- [INFORMATION]:
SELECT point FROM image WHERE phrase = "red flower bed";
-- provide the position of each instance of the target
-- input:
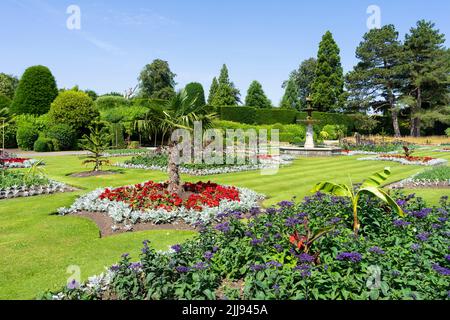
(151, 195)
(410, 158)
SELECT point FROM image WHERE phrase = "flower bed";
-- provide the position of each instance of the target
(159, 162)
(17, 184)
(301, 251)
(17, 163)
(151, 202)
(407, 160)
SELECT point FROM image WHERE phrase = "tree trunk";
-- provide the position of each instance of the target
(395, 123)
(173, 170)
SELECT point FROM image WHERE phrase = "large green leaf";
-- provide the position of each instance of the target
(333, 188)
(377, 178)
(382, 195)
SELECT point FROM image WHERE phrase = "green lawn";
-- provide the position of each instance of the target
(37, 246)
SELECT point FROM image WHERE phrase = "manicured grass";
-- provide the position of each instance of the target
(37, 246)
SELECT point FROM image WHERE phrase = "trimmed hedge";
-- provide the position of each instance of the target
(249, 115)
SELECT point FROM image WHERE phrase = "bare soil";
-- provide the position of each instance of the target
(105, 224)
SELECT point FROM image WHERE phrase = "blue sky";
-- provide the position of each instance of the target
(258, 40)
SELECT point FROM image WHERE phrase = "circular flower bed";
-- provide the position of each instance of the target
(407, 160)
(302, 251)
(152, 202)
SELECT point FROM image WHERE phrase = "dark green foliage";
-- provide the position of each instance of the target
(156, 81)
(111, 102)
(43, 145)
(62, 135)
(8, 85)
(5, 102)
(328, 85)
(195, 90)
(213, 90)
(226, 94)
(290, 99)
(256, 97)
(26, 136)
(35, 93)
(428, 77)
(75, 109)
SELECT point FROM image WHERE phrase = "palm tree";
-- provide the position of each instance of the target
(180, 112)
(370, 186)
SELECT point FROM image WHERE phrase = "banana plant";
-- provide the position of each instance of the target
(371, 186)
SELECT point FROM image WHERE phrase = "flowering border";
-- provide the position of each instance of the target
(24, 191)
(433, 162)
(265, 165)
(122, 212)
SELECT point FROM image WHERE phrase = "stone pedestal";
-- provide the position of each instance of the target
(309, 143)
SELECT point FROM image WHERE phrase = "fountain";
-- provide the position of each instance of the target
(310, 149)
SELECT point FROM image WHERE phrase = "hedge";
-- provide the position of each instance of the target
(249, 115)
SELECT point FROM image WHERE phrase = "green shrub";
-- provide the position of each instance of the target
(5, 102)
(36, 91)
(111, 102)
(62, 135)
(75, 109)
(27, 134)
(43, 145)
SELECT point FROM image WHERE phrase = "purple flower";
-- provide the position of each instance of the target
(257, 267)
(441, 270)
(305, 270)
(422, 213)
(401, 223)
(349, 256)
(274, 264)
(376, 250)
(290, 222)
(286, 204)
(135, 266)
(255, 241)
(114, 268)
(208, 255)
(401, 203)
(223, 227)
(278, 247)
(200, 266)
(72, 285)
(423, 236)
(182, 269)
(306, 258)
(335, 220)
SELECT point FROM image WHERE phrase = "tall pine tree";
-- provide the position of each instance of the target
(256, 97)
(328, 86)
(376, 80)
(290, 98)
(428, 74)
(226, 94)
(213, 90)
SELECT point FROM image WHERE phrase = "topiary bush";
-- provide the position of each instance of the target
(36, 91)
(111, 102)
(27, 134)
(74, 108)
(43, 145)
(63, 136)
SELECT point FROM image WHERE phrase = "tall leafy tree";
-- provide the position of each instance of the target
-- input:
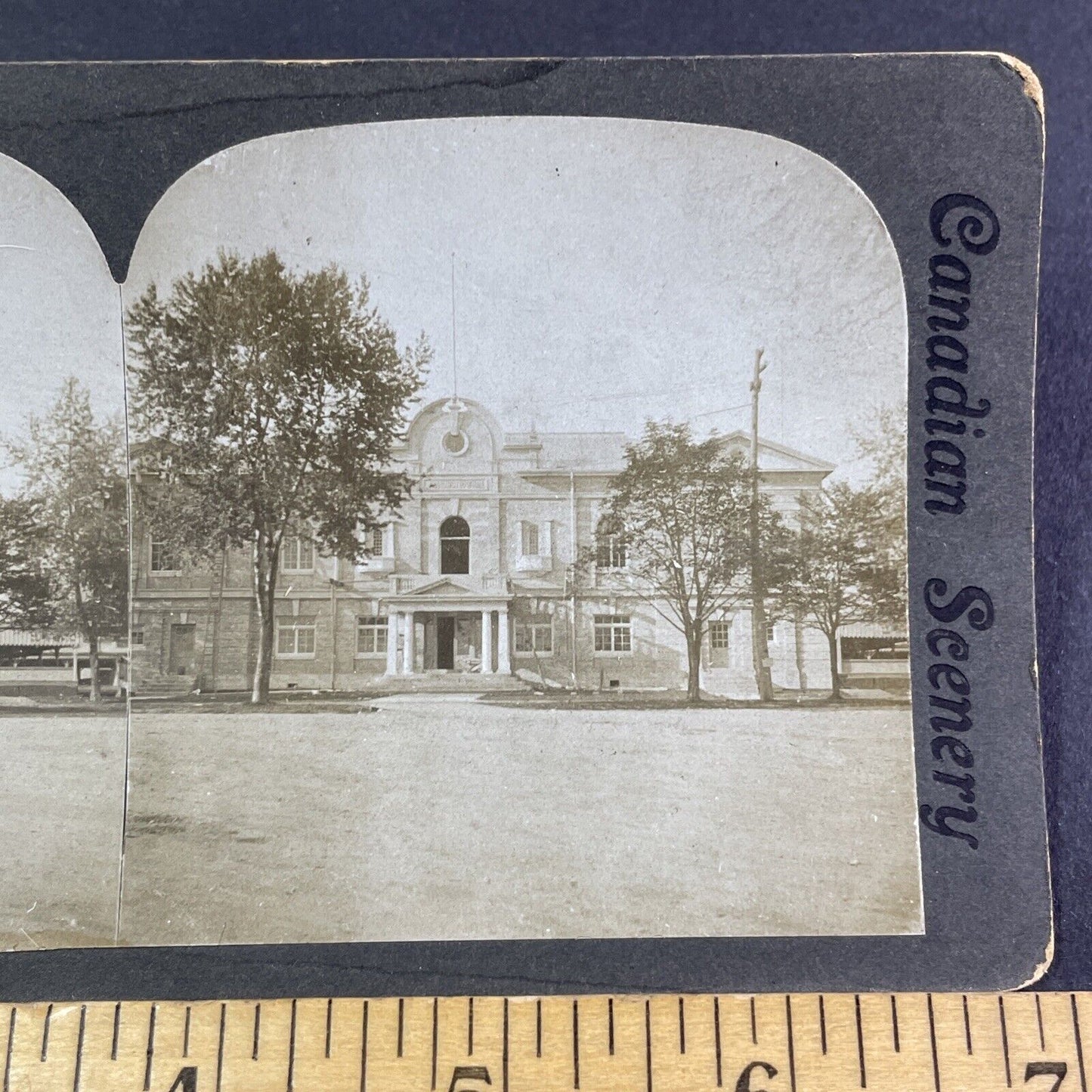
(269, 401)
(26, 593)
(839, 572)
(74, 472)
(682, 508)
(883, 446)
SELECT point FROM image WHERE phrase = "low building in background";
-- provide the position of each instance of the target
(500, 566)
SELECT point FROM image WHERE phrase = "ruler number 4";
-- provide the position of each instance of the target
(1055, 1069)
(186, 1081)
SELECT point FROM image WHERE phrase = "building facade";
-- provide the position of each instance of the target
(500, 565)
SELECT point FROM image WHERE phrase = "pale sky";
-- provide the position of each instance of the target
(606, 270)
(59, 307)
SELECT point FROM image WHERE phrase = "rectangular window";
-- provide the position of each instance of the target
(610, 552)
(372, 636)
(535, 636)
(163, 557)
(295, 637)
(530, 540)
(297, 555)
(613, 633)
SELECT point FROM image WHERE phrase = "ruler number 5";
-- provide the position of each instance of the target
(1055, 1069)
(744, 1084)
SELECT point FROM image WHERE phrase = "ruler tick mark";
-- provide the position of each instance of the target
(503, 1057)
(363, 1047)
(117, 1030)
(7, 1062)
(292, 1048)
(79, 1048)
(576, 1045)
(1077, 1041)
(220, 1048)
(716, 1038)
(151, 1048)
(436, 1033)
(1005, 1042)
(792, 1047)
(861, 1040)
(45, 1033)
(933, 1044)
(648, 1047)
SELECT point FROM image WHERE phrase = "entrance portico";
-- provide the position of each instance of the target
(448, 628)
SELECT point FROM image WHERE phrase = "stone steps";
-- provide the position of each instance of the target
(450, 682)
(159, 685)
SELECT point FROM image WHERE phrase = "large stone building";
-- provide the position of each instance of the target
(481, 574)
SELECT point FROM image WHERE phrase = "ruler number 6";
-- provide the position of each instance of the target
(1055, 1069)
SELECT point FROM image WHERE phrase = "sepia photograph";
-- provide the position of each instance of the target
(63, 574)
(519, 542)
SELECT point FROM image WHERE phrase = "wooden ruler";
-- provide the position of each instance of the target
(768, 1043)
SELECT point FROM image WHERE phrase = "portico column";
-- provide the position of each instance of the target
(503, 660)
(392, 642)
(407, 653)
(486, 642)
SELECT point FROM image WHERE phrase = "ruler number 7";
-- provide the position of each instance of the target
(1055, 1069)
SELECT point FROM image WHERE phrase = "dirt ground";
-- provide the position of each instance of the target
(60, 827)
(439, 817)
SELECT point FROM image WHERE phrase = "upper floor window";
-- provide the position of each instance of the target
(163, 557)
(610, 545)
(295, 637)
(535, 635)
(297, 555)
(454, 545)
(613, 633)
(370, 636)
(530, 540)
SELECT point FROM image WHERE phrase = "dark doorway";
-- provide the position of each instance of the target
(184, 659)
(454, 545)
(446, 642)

- [TRY IT]: The records above are to be copied exactly, with no pictures carried over.

- [SOLUTION TO THE PROBLEM]:
SELECT point FROM image WHERE phrase = "red flower bed";
-- provide the position of each instance of the target
-- input:
(151, 195)
(410, 158)
SELECT point FROM image WHERE phrase = "flower bed";
-- provide the position of each instance of the target
(159, 162)
(17, 184)
(301, 251)
(17, 163)
(151, 202)
(407, 160)
SELECT point FROM image WHERE phrase = "tree trunk";
-- provide the position of each instance of the target
(395, 123)
(173, 170)
SELECT point FROM image WHERE phrase = "large green leaf";
-- provide the position of each instance of the target
(333, 188)
(377, 178)
(382, 195)
SELECT point FROM image WHERE phrase = "green lawn";
-- provide the position of each instance of the target
(37, 246)
SELECT point FROM image WHERE phrase = "manicured grass";
-- provide the position of each instance of the target
(37, 246)
SELECT point FROM image WHERE phrase = "trimmed hedge";
-- provide the position of each instance of the target
(249, 115)
SELECT point FROM image WHERE phrase = "bare soil";
-- provide the position of each instance of the target
(105, 224)
SELECT point FROM image WHERE phrase = "blue sky";
-- provide the position of each instance of the target
(258, 40)
SELECT point FROM image WHERE phrase = "circular flower bed";
-- provide the position of each instance of the target
(407, 160)
(302, 251)
(152, 202)
SELECT point FROM image WHERE phrase = "dark green foliage";
-- provide the position of each instance of the target
(156, 81)
(111, 102)
(43, 145)
(62, 135)
(8, 85)
(5, 102)
(328, 85)
(195, 90)
(213, 90)
(226, 94)
(290, 99)
(256, 97)
(26, 136)
(35, 93)
(428, 77)
(75, 109)
SELECT point FROM image WHERE phrase = "palm tree";
-- provide the position of each instance of the target
(180, 112)
(370, 186)
SELECT point FROM image WHERE phrase = "banana plant";
-- provide the position of each instance of the target
(371, 186)
SELECT point FROM image WHERE phrase = "flowering border";
-- provide the position of each instance of the target
(24, 191)
(433, 162)
(265, 165)
(122, 212)
SELECT point FROM image WHERE phrase = "stone pedestal";
-- provide the position of each instance of the target
(309, 143)
SELECT point FROM image WHERE phrase = "fountain";
-- provide the position of each instance of the target
(310, 149)
SELECT point FROM image WHERE phrase = "hedge";
-- provide the position of each instance of the target
(249, 115)
SELECT point FROM image WHERE phrase = "green shrub";
-- provide the position of each instance of the target
(5, 102)
(36, 91)
(111, 102)
(62, 135)
(75, 109)
(27, 134)
(43, 145)
SELECT point FROM image WHERE phrase = "purple flower";
-- provide the position of each instance of the target
(257, 267)
(441, 270)
(305, 270)
(422, 213)
(401, 223)
(349, 256)
(274, 264)
(376, 250)
(290, 222)
(286, 204)
(135, 266)
(255, 241)
(114, 268)
(208, 255)
(401, 203)
(223, 227)
(278, 247)
(200, 266)
(72, 285)
(423, 236)
(182, 269)
(306, 258)
(335, 220)
SELECT point FROM image WHERE phrase = "tall pine tree";
-- provide the position of each instance of the target
(256, 97)
(328, 86)
(376, 80)
(290, 98)
(428, 74)
(226, 94)
(213, 90)
SELECT point FROM image WHERE phrase = "topiary bush";
-- provide the position of each instance of the target
(36, 91)
(111, 102)
(27, 134)
(74, 108)
(43, 145)
(63, 136)
SELECT point FROM image WHERE phrase = "tall leafy tree";
-- provide the position of each instance of the target
-- input:
(269, 401)
(26, 593)
(839, 572)
(74, 472)
(682, 508)
(883, 446)
SELECT point FROM image WHERE phrase = "low building in background";
-- provide the position of each instance of the target
(500, 566)
SELECT point FROM image WHERE phrase = "ruler number 4";
-- provide the position of each instance of the target
(1055, 1069)
(186, 1081)
SELECT point FROM image WHERE phrase = "building facade";
-- provide the position of each instance of the target
(500, 565)
SELECT point FROM image WHERE phrase = "pale sky";
-- provide the position of each instance of the target
(606, 270)
(59, 307)
SELECT point FROM image WHERE phrase = "rectangular window";
-- provide the position of each instance of the target
(610, 552)
(372, 636)
(535, 636)
(163, 557)
(295, 637)
(530, 540)
(297, 555)
(613, 633)
SELECT point FROM image WHERE phrase = "ruler number 5";
-- provide the position of each instance of the target
(1055, 1069)
(744, 1084)
SELECT point FROM image WHERE phrase = "ruler tick mark";
-- provide the position of each instance of the target
(503, 1057)
(363, 1047)
(117, 1030)
(7, 1062)
(292, 1048)
(79, 1048)
(576, 1045)
(1077, 1041)
(220, 1048)
(716, 1038)
(151, 1048)
(436, 1033)
(1005, 1042)
(792, 1047)
(861, 1040)
(45, 1033)
(933, 1044)
(648, 1047)
SELECT point FROM image WHERE phrase = "entrance portico";
-- provide the position of each instance of the target
(448, 628)
SELECT point FROM image WHERE phrase = "stone steps";
-- provide the position of each instance of the target
(450, 682)
(159, 685)
SELECT point FROM image WHERE phrase = "large stone building";
-- provide the position of each instance of the target
(481, 574)
SELECT point FROM image WHERE phrase = "ruler number 6";
-- provide the position of each instance of the target
(1055, 1069)
SELECT point FROM image WHERE phrase = "sepia photograph";
-- provide the position of each instance of the target
(63, 574)
(519, 542)
SELECT point FROM image WHERE phrase = "wooden ruler";
-- provide the position of each instance of the target
(768, 1043)
SELECT point FROM image WHERE phrase = "portico column";
-- provide the position of each instance of the target
(503, 660)
(392, 642)
(407, 653)
(486, 642)
SELECT point FROM image WHERE phrase = "ruler number 7";
-- provide the position of each instance of the target
(1055, 1069)
SELECT point FROM image WHERE phrase = "dirt ground";
-- provide the position of each instance of the target
(60, 827)
(439, 817)
SELECT point FROM image WHERE phrase = "upper floor window";
-- provide the position of each instance of the target
(163, 557)
(610, 545)
(295, 637)
(535, 635)
(297, 555)
(454, 545)
(613, 633)
(370, 636)
(530, 540)
SELECT point FROM image WHERE phrase = "dark doorway";
-- provide the position of each instance of the target
(184, 659)
(454, 545)
(446, 642)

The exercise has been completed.